PROVIDED PASSAGE →
↓

The logic of averaging “surplus” and “deficit” to optimise and equalise resource allocation is neither new nor actionable. For example, if we were to take the “food surplus” from all regions of the globe and deliver it to households with a “food deficit”, no one would go hungry. Yet, over 800 million people remain food insecure and hungry every day. Why does this happen?
Short answer: Politics. This framing of politics, the one promoted by Chanakya (300BC) and Machiavelli (1500AD) and summarised by Lasswell (1936): Politics is - Who gets what, when, and how.
Water is one of the most vital resources for our survival. We need to understand and address how “surplus” and “deficit” plays out within the context of water politics.
The ideas of linking rivers to equalise surplus and deficit of water are not new.

↑

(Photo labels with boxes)
↓

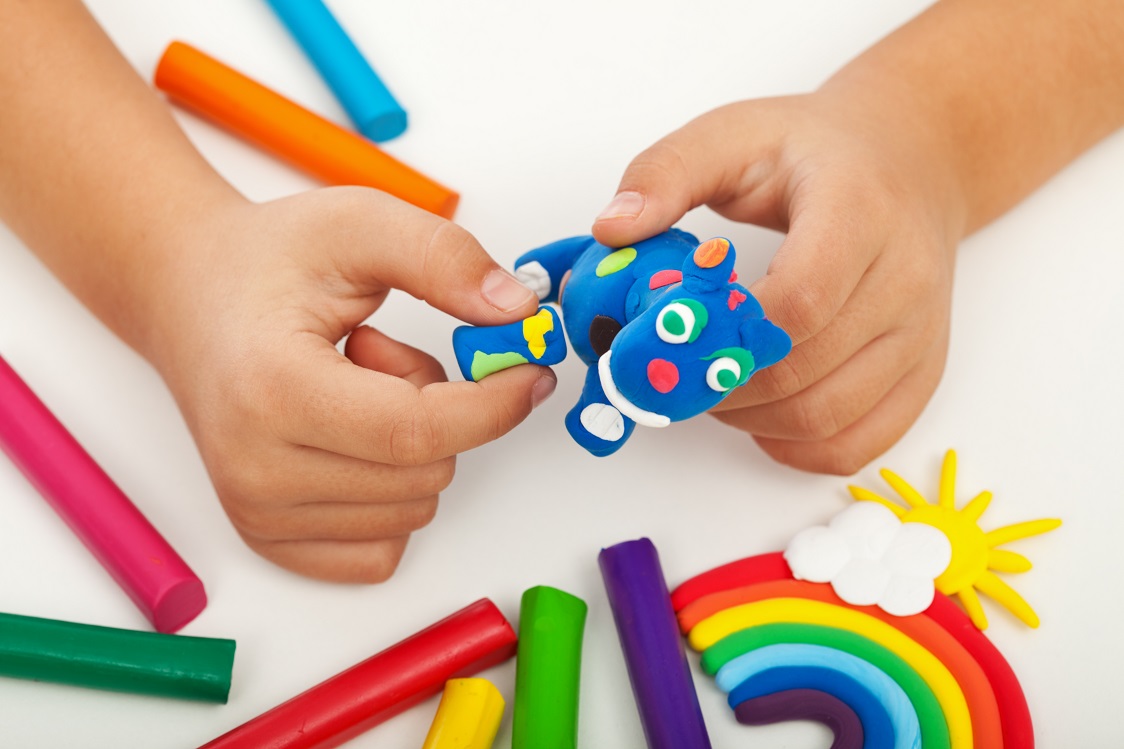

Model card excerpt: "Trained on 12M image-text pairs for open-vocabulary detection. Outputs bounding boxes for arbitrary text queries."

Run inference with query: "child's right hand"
[141,188,555,581]
[593,90,963,475]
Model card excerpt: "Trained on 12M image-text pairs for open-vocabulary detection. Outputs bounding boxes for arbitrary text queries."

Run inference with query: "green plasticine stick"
[0,614,235,703]
[511,586,588,749]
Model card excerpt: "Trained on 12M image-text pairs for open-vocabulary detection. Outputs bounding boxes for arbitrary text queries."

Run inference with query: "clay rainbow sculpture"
[671,451,1060,749]
[453,229,791,457]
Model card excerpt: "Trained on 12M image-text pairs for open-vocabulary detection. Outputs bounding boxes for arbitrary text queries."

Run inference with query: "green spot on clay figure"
[595,247,636,278]
[472,351,527,382]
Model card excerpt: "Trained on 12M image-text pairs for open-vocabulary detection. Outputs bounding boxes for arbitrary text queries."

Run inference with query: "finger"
[715,333,946,442]
[218,444,456,503]
[593,102,778,247]
[243,535,409,584]
[713,266,912,413]
[273,339,556,466]
[754,341,943,476]
[344,325,448,388]
[227,495,437,542]
[324,188,538,325]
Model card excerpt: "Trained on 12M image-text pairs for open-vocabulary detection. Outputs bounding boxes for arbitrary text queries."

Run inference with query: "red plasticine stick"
[0,358,207,633]
[201,598,517,749]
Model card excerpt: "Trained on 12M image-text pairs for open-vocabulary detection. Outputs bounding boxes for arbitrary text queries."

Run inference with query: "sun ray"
[976,572,1039,629]
[879,468,928,507]
[937,450,957,509]
[957,588,987,632]
[985,517,1061,548]
[987,549,1032,572]
[847,486,906,517]
[847,450,1061,630]
[960,490,991,523]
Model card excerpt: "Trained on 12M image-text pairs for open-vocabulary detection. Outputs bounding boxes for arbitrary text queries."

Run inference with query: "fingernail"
[597,190,644,222]
[480,269,538,312]
[531,375,559,408]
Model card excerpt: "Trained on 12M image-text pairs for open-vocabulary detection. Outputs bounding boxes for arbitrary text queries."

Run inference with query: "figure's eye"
[706,348,754,392]
[706,357,742,392]
[655,299,707,343]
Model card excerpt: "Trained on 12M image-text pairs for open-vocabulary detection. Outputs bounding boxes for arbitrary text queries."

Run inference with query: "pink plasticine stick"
[0,358,207,633]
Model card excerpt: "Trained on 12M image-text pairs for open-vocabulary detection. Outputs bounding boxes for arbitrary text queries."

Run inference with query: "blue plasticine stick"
[265,0,406,142]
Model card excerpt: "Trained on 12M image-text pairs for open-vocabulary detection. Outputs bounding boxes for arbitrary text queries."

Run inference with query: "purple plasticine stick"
[598,539,710,749]
[0,358,207,633]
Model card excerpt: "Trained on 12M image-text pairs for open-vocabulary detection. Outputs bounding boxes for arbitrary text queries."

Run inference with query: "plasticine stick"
[0,358,207,632]
[155,42,460,218]
[266,0,406,142]
[0,614,235,703]
[202,598,516,749]
[422,678,504,749]
[598,539,710,749]
[511,586,587,749]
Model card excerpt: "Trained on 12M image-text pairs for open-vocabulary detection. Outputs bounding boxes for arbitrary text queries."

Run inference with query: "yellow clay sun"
[849,450,1061,630]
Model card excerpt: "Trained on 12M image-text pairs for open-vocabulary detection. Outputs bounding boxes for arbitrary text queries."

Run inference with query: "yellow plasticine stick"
[422,678,504,749]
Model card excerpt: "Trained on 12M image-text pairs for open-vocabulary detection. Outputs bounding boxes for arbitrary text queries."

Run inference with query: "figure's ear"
[738,317,792,371]
[683,236,737,294]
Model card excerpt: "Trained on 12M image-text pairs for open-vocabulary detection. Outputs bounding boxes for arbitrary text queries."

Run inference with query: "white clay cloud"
[785,502,952,616]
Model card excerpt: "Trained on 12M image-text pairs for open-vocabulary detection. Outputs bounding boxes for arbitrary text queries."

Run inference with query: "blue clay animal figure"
[453,229,791,455]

↑

TASKS →
A. Output the part of the passage on water politics verbatim, starting at the words "Water is one" and stopping after "of water politics.".
B. Write the next part of the passage on water politics, carrying it on from its final sentence.
These records stand apart from the passage on water politics.

RESPONSES TO THE TASKS →
A.
Water is one of the most vital resources for our survival. We need to understand and address how “surplus” and “deficit” plays out within the context of water politics.

B.
Visveswarya - the legendary engineer of early 1900s - envisioned the idea of connecting rivers in the Indian subcontinent and some of his ideas evolved at a grand scale in the interlinking project framed in the 1980 report from India's Ministry of Water Resources, Indian National Perspective for Water Development. It envisioned linking 14 rivers from the Himalayas and 16 across the India peninsula to bring water from areas of surplus to areas that would benefit from more water.
35 years later: none of the links have been implemented.
Critics argue that interlinking project is neither economically feasible nor environmentally sustainable. Equally important is the lack of technical information about the viability of the project given the cost – US$125 to 200 billion. Beyond a few lines drawn on the map to indicate the rough location of the dams and canals, nothing is available to the professional community to verify the justifiability and efficacy of claimed benefits from the project. Downstream, Bangladesh - which shares 54 transboundary rivers - is worried about the impact these linking projects will have on its people, economy and the environment.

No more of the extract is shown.